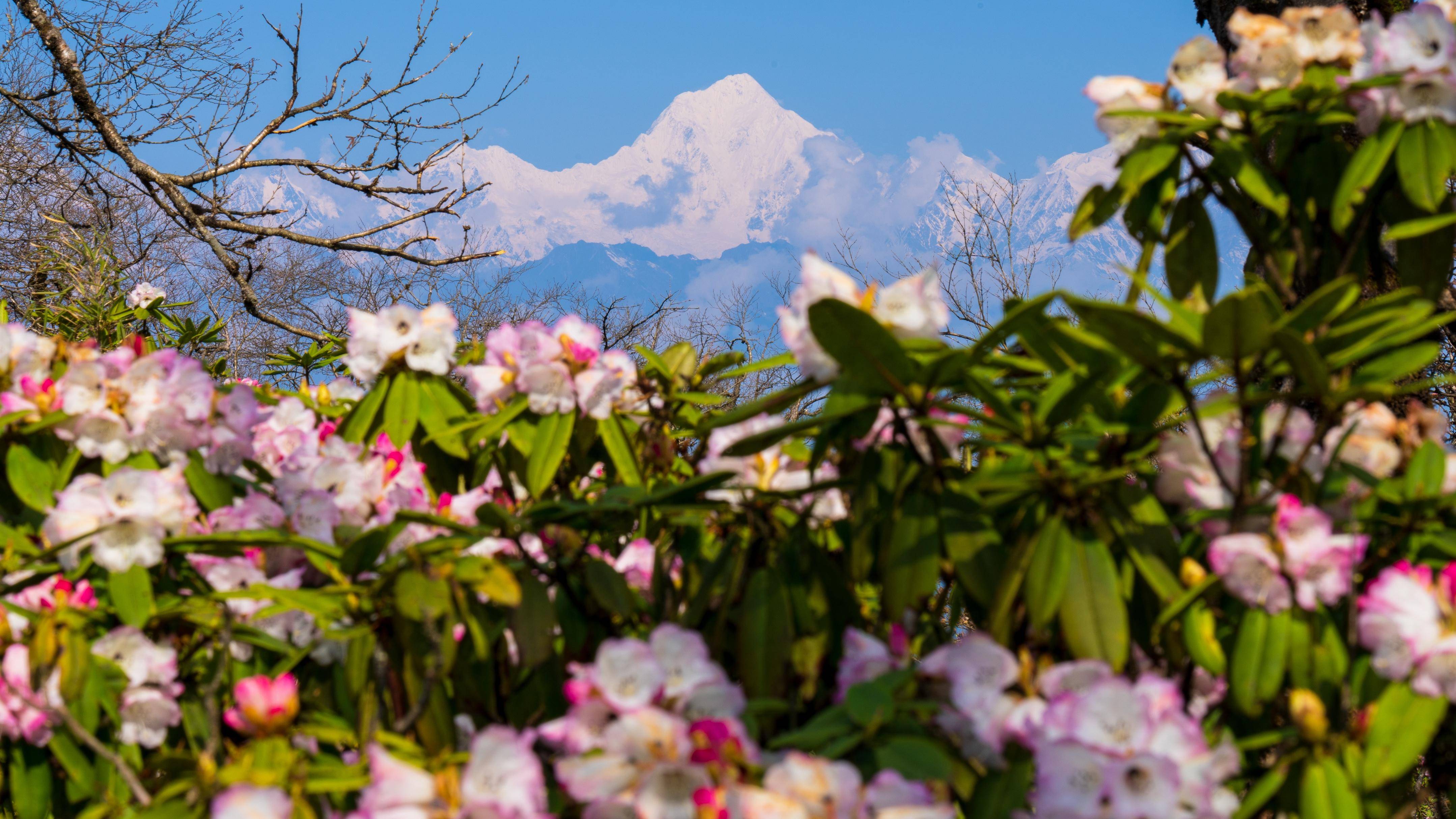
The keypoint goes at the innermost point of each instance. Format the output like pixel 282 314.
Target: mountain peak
pixel 734 104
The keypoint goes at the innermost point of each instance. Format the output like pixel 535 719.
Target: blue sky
pixel 1002 76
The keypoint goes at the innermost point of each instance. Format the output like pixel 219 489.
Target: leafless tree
pixel 169 108
pixel 986 259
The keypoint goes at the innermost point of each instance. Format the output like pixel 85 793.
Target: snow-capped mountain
pixel 729 168
pixel 718 168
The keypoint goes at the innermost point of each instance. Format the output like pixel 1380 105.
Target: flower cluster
pixel 772 469
pixel 1369 439
pixel 501 780
pixel 25 371
pixel 810 788
pixel 149 705
pixel 558 369
pixel 121 518
pixel 145 294
pixel 123 402
pixel 911 309
pixel 1408 623
pixel 24 710
pixel 1318 562
pixel 1104 745
pixel 638 715
pixel 424 339
pixel 1419 47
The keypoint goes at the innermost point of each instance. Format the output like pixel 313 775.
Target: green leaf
pixel 870 705
pixel 1192 255
pixel 132 596
pixel 1202 639
pixel 212 491
pixel 1426 472
pixel 1240 325
pixel 1260 657
pixel 1001 793
pixel 608 588
pixel 440 414
pixel 33 479
pixel 1261 792
pixel 1254 181
pixel 1410 229
pixel 916 759
pixel 1094 617
pixel 402 408
pixel 1325 793
pixel 533 623
pixel 1425 262
pixel 420 597
pixel 1363 171
pixel 1050 568
pixel 73 761
pixel 548 450
pixel 911 558
pixel 362 418
pixel 1401 729
pixel 867 352
pixel 363 552
pixel 765 635
pixel 782 360
pixel 1142 165
pixel 30 782
pixel 615 439
pixel 1423 162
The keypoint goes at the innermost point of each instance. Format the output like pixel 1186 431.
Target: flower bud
pixel 1192 572
pixel 1308 712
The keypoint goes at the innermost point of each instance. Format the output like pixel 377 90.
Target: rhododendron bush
pixel 1184 556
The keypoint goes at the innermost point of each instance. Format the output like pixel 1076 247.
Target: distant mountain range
pixel 729 187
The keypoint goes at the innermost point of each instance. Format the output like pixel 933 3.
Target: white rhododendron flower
pixel 1125 95
pixel 424 339
pixel 121 518
pixel 1200 76
pixel 145 294
pixel 912 308
pixel 1324 34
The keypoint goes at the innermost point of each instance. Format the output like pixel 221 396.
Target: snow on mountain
pixel 717 169
pixel 727 168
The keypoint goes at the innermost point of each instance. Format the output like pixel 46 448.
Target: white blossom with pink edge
pixel 867 658
pixel 504 778
pixel 251 802
pixel 1404 620
pixel 121 518
pixel 424 339
pixel 145 294
pixel 22 708
pixel 1320 562
pixel 398 790
pixel 772 469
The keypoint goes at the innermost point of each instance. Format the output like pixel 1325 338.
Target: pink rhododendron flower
pixel 828 789
pixel 397 790
pixel 22 715
pixel 1251 571
pixel 504 778
pixel 264 705
pixel 251 802
pixel 1403 620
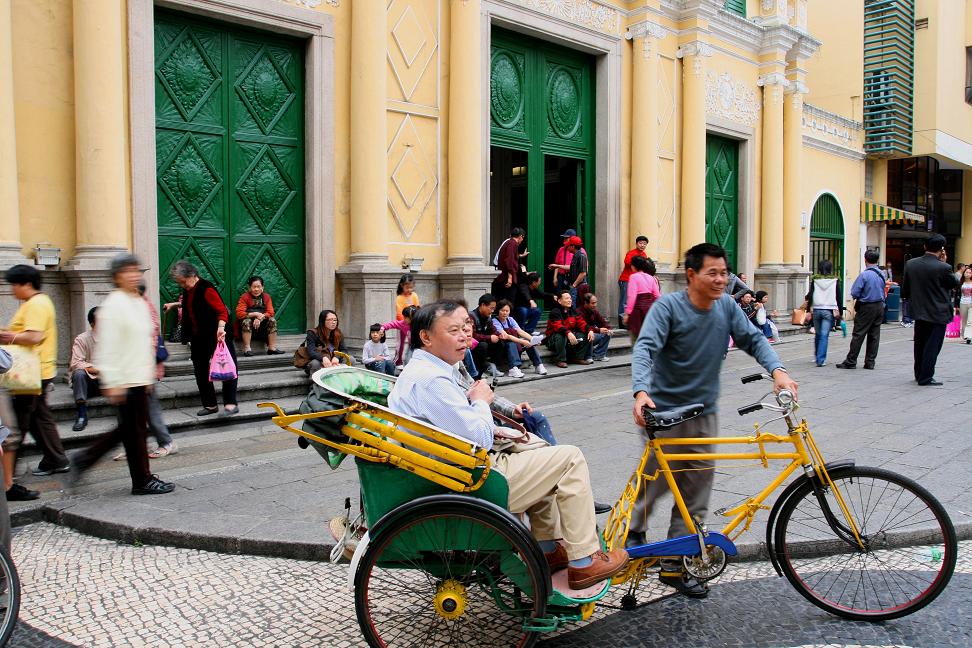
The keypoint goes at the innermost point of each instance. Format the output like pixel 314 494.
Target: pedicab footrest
pixel 346 414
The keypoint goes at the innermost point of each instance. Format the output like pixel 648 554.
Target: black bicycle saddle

- - -

**Requirements**
Retype the records from the line containing "pixel 221 396." through the end of the records, including both of those lines, and leave the pictures out.

**Problem solution**
The keypoint goes at the innermost point of each instance. Format the output like pixel 221 396.
Target: snow on mountain
pixel 717 169
pixel 727 168
The keypoint goes at the innermost point of each instance. Format the output like pixel 46 448.
Target: white blossom with pink edge
pixel 867 658
pixel 504 778
pixel 251 802
pixel 1404 620
pixel 121 518
pixel 424 339
pixel 145 294
pixel 22 708
pixel 1320 562
pixel 398 790
pixel 772 469
The keypoint goes at the innermost point of each instance. Format the output like pixel 1325 338.
Target: pink rhododendron flower
pixel 828 789
pixel 397 790
pixel 22 715
pixel 1251 571
pixel 504 778
pixel 264 705
pixel 251 802
pixel 1403 620
The keypoint goes at the innermost point of each instance. Format the output like pixel 314 494.
Target: pedicab footrest
pixel 346 414
The keypoint goes at the innermost point of each instance. Format the output like pixel 648 554.
Target: black bicycle saddle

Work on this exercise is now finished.